### [文書本文]
このレポートをまとめた伊藤邦雄氏は、2014年には経済産業省の「『持続的成長への競争力とインセンティブ~企業と投資家の望ましい関係構築~』プロジェクト」の座長を務め、その最終報告書として「伊藤レポート」を2020年9月に「人材版伊藤レポート」を公表し、人的資本経営による価値創造の重要性を訴求していた。
より具体的に人材版伊藤レポート2.0の内容に言及すると、以下の3つの視点、5つの共通要素を枠組みとして「実行に移すべき取り組み」や「その重要性」、「有効となる工夫」を示している。
・3つの視点(Perspectives)
視点1:経営戦略と人材戦略の連動
視点2:「As- is To be」ギャップの定量把握
視点3:企業文化への定着
・5つの共通要素(Common Factors)
要素1:動的な人材ポートフォリオ
要素2:知・経験のD&I(ダイバーシティ&インクルージョン)
要素3:リスキル・学び直し(デジタル、創造性等)
要素4:従業員エンゲージメント
要素5:時間や場所に捉われない働き方
これらの共通の要素に加え、自社の経営戦略上で重要な人材アジェンダについて「企業は経営戦略とのつながりを意識しながら、具体的な戦略やアクション、KPIを考えることが有効である」としている。
「人材版伊藤レポート2.0」検討の背景と狙い
現在の社会はデジタル化や脱炭素化、コロナ禍における人々の意識の変化など、経営環境が急速に変化している。そうした中で「人的資本経営」による経営戦略と人材戦略の連動が重要となってきた。
人的資本経営とは、これまでは企業が人件費のコストとしてみていた人材を、企業の成長の源泉となる「資本」として捉え、その価値を最大限に引き出すことで中長期的な企業価値向上につなげる経営の在り方を指す。
国内の人的資本に関する取り組みとしては、2021年6月に改訂された「コーポレートガバナンス・コード」において、人的資本に関する記載が盛り込まれた。一方、人的資本に関する日本企業の取り組みは道半であり、さらに一歩踏み込んだ具体的な行動が求められていると指摘する声もある。

### [データセットのレコード]
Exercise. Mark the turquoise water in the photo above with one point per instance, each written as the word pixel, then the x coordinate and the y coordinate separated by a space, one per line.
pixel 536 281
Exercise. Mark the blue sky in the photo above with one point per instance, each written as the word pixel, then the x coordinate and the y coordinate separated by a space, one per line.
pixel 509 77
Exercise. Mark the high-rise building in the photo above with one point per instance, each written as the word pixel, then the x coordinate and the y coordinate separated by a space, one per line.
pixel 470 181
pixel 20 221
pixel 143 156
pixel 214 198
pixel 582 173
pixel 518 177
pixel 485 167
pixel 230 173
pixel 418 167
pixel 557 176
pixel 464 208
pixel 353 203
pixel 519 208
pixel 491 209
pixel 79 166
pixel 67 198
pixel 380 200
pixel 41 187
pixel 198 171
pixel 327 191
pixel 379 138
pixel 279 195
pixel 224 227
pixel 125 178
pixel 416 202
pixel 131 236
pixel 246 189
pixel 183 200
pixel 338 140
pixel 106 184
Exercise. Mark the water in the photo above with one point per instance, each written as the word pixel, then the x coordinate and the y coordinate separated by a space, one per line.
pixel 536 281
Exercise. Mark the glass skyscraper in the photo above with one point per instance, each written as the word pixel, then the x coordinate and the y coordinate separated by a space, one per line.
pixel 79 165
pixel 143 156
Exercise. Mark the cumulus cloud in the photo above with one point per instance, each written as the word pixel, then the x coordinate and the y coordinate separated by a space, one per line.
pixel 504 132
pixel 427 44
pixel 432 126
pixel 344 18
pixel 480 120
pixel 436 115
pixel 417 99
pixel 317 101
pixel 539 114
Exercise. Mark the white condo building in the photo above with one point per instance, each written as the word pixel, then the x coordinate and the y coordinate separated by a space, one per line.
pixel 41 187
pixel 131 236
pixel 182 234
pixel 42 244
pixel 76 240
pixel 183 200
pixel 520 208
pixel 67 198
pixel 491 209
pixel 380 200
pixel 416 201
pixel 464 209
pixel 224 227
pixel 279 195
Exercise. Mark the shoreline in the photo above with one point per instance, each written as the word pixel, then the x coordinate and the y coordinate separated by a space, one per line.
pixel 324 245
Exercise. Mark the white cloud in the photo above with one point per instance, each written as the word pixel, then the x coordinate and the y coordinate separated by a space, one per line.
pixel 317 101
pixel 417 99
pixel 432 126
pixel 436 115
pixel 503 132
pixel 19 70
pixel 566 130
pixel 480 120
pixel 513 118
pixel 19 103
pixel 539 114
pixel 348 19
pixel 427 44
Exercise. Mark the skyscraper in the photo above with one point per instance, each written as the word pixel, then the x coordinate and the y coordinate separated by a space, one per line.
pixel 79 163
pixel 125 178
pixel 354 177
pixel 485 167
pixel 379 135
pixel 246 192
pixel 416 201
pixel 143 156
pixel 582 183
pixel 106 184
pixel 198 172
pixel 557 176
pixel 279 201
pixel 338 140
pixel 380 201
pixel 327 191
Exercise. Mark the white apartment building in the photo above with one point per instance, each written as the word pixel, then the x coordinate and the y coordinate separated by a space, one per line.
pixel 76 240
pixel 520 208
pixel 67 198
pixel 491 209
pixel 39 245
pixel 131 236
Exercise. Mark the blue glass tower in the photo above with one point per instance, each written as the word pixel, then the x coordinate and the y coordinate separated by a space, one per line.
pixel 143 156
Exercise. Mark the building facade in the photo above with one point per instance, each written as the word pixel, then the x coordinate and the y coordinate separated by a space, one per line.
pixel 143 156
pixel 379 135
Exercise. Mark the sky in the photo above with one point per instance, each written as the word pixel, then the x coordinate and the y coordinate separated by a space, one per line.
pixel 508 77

--

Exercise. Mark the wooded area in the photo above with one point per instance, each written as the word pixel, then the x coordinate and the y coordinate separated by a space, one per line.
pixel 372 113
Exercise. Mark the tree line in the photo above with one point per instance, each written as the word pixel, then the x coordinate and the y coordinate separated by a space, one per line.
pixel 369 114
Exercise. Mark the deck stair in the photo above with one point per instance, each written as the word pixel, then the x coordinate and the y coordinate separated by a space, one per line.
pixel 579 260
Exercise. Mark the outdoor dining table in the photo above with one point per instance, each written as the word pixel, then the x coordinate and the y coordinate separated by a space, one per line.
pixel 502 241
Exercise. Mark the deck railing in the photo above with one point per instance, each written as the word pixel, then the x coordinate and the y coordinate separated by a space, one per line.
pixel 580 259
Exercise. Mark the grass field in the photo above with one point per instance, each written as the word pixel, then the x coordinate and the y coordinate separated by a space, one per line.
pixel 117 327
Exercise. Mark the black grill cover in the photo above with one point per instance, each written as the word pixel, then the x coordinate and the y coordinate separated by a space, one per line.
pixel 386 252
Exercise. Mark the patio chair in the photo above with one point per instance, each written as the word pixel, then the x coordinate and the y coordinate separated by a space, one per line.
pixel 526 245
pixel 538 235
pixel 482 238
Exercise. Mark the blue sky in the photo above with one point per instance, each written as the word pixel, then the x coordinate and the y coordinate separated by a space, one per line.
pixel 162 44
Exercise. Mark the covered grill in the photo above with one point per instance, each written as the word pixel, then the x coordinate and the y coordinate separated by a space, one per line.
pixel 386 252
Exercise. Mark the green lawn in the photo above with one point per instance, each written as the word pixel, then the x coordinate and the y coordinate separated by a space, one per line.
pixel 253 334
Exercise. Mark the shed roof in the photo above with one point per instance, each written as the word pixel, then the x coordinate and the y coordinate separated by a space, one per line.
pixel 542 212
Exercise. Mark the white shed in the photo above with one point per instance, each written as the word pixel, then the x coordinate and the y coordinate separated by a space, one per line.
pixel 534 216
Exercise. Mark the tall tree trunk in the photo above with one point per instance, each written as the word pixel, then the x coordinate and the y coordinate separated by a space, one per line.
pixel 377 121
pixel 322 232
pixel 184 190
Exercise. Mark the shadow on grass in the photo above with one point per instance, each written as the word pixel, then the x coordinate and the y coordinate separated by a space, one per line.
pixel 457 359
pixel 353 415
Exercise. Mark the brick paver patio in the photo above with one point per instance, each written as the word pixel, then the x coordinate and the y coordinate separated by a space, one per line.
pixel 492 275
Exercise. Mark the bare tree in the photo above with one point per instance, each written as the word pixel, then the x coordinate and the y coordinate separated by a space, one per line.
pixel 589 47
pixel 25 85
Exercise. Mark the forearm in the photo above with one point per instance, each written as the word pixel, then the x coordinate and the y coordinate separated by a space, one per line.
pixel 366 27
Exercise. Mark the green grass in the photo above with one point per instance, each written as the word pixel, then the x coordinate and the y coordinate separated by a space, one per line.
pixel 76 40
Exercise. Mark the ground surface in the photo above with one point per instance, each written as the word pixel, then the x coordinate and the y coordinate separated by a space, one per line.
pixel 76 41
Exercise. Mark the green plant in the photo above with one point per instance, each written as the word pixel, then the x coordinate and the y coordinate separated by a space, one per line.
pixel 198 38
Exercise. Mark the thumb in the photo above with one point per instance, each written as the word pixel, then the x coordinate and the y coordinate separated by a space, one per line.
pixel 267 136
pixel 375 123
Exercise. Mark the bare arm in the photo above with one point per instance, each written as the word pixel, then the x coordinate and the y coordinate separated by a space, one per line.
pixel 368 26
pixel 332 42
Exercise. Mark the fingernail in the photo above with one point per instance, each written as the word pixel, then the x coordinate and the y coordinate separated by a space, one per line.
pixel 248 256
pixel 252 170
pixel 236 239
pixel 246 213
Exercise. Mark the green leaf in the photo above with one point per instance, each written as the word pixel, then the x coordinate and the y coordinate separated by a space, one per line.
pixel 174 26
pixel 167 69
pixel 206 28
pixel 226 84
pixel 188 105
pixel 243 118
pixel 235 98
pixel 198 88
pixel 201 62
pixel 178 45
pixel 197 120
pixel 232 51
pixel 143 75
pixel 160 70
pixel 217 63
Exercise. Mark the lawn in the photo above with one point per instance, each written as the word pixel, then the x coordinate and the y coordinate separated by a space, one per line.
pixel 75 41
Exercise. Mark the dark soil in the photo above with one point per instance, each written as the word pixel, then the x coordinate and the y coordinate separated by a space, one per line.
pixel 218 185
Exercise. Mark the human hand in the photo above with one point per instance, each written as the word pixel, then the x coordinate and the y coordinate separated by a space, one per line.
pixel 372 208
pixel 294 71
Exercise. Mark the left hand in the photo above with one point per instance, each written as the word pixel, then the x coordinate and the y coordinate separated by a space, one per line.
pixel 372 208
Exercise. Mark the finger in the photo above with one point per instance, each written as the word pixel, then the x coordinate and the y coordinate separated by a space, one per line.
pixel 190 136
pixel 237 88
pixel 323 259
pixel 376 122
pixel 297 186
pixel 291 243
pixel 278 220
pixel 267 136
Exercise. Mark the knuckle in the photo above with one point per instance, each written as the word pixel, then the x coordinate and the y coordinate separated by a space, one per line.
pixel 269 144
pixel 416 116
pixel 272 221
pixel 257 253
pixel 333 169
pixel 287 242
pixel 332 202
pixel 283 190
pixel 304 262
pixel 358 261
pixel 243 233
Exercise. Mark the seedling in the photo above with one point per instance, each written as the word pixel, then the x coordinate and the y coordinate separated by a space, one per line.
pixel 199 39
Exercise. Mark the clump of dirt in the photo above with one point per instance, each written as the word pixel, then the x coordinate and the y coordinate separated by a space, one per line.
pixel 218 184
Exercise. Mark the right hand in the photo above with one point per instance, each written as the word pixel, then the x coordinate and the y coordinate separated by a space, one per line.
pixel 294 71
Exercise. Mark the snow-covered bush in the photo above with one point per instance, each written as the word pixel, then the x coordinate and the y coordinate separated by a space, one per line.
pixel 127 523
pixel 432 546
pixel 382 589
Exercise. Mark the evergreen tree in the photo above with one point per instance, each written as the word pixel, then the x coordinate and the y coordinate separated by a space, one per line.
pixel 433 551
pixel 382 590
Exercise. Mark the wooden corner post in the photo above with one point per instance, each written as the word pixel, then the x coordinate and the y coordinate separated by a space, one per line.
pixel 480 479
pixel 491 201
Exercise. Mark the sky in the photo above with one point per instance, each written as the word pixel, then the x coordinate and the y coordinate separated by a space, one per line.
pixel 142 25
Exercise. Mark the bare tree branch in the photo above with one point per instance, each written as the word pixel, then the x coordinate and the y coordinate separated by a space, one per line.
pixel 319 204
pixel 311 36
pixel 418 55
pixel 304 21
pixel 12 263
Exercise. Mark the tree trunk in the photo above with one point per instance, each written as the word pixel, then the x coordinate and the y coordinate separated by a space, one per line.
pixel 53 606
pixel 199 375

---

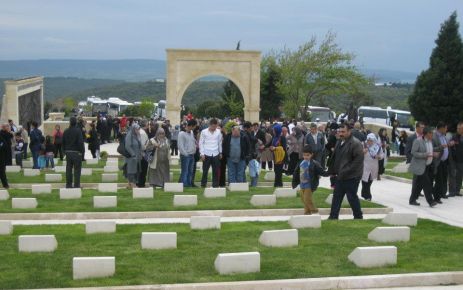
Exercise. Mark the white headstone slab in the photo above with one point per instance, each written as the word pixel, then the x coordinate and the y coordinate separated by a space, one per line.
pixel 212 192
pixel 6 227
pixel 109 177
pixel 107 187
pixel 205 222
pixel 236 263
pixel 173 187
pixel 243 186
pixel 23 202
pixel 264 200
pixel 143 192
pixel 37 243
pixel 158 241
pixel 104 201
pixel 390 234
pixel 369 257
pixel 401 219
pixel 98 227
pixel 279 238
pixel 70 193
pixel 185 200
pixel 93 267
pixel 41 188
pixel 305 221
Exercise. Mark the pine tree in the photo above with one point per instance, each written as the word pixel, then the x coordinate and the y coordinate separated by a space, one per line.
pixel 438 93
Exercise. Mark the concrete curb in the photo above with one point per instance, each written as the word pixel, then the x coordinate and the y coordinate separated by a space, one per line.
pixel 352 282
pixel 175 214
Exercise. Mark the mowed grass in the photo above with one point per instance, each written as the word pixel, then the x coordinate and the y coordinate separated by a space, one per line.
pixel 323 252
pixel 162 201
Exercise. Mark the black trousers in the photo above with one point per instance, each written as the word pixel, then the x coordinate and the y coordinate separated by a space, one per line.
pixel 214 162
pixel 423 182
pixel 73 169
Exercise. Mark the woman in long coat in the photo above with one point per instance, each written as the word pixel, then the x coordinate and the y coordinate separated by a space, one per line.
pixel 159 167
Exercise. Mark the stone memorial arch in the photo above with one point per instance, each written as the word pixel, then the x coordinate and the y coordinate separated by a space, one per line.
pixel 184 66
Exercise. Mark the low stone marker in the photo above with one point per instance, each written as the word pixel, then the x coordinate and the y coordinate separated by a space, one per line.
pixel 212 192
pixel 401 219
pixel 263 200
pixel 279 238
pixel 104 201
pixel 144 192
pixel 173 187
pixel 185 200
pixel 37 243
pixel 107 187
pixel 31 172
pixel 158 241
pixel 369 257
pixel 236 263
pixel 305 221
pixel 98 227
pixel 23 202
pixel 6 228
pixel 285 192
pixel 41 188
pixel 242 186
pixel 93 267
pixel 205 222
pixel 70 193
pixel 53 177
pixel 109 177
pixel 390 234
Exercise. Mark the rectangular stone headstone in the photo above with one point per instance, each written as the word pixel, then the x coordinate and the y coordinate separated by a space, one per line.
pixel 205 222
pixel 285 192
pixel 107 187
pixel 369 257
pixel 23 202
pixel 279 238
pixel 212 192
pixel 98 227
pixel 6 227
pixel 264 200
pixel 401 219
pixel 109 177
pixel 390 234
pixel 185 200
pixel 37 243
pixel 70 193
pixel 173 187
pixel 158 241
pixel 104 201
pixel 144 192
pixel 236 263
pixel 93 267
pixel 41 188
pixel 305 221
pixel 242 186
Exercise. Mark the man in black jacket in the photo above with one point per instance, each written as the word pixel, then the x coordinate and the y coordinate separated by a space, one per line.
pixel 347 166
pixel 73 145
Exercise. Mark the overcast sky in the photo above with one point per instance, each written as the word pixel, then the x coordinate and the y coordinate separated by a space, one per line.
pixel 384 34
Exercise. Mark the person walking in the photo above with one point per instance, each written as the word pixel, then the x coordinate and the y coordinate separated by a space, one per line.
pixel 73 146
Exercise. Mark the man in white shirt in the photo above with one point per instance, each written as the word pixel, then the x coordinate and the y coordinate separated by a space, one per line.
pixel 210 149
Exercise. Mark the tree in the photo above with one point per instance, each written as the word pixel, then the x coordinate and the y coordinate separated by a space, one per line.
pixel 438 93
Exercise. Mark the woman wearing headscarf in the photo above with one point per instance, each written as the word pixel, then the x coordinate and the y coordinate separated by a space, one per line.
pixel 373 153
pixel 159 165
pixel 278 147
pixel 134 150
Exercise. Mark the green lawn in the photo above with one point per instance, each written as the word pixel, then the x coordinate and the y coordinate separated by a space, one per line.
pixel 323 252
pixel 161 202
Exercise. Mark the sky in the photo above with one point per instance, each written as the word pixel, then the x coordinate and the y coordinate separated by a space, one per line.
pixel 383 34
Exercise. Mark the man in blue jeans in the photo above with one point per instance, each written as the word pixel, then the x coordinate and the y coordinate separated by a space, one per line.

### [課題]
人材版伊藤レポートについての本文のうち、「要素1:動的な人材ポートフォリオ」から「略の連動が重要となってきた。」までの部分を、両端を含めて一字一句変えずに打ち直すこと。

### [結果]
要素1:動的な人材ポートフォリオ
要素2:知・経験のD&I(ダイバーシティ&インクルージョン)
要素3:リスキル・学び直し(デジタル、創造性等)
要素4:従業員エンゲージメント
要素5:時間や場所に捉われない働き方
これらの共通の要素に加え、自社の経営戦略上で重要な人材アジェンダについて「企業は経営戦略とのつながりを意識しながら、具体的な戦略やアクション、KPIを考えることが有効である」としている。
「人材版伊藤レポート2.0」検討の背景と狙い
現在の社会はデジタル化や脱炭素化、コロナ禍における人々の意識の変化など、経営環境が急速に変化している。そうした中で「人的資本経営」による経営戦略と人材戦略の連動が重要となってきた。